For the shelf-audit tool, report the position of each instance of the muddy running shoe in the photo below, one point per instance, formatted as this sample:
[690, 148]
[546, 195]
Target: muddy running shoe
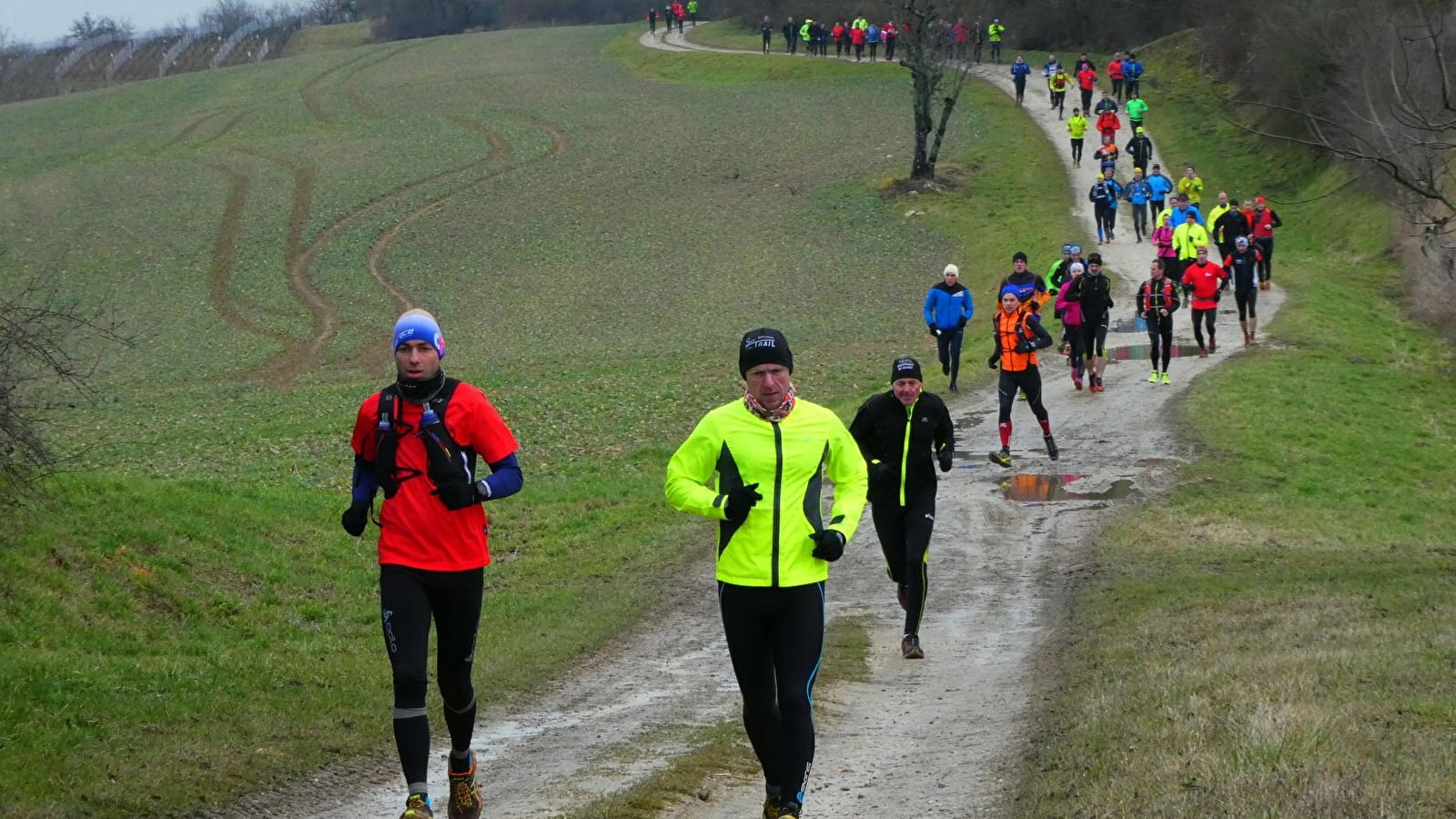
[465, 794]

§ **What is required**
With the pictures left out, return the listing above exactly as it stands.

§ **Answer below**
For the shelf-audit tool, report the position of each instance of the muddy running shoe in the photo below, one point per instance, formatted as this sample:
[690, 148]
[546, 195]
Target: muddy running shoe
[465, 794]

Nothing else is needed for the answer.